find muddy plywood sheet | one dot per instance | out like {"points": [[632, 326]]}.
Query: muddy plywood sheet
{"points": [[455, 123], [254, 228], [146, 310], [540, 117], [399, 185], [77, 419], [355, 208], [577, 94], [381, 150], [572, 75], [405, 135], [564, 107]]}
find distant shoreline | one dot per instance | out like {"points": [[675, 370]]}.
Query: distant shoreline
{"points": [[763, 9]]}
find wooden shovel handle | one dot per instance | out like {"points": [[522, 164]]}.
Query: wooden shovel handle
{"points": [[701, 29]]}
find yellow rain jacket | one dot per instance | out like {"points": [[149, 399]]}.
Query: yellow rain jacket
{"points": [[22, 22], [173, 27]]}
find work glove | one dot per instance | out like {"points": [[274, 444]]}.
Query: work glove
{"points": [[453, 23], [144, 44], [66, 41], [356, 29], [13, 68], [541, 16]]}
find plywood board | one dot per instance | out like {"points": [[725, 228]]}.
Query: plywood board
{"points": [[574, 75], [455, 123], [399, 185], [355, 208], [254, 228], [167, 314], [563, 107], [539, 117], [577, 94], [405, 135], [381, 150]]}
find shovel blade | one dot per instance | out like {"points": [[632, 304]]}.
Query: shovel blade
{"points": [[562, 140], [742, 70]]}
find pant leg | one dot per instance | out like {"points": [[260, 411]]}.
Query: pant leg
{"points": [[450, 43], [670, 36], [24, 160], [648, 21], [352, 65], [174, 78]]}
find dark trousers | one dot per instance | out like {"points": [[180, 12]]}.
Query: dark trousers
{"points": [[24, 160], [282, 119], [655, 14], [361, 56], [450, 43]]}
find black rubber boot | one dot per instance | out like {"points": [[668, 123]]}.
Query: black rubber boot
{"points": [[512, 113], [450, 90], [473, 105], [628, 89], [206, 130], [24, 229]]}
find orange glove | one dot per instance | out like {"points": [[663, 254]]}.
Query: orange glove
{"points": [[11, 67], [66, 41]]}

EXERCISE INSTRUCTIONS |
Wherever "find" occurs in the records above, copy the line it sits in.

TASK ANSWER |
find muddy plywood sheet | one dot per instance | out like {"points": [[632, 326]]}.
find distant shoreline | one dot per instance | out like {"points": [[675, 370]]}.
find wooden shovel handle | one dot per instance | out like {"points": [[522, 164]]}.
find yellow rain jacket | one dot per instance | out like {"points": [[149, 399]]}.
find work glove | one dot per instance | out like {"points": [[274, 444]]}.
find plywood board | one dot per instance | out like {"points": [[725, 228]]}.
find shovel blade | one dot per instance | out like {"points": [[632, 304]]}.
find pant leg | one dot per instance | out like {"points": [[260, 411]]}.
find dark trousers | one dot per instance | out like {"points": [[180, 12]]}.
find black rubber boot | one dot per instance | out like {"points": [[668, 123]]}.
find orange glove | one dot per instance | out like {"points": [[663, 254]]}.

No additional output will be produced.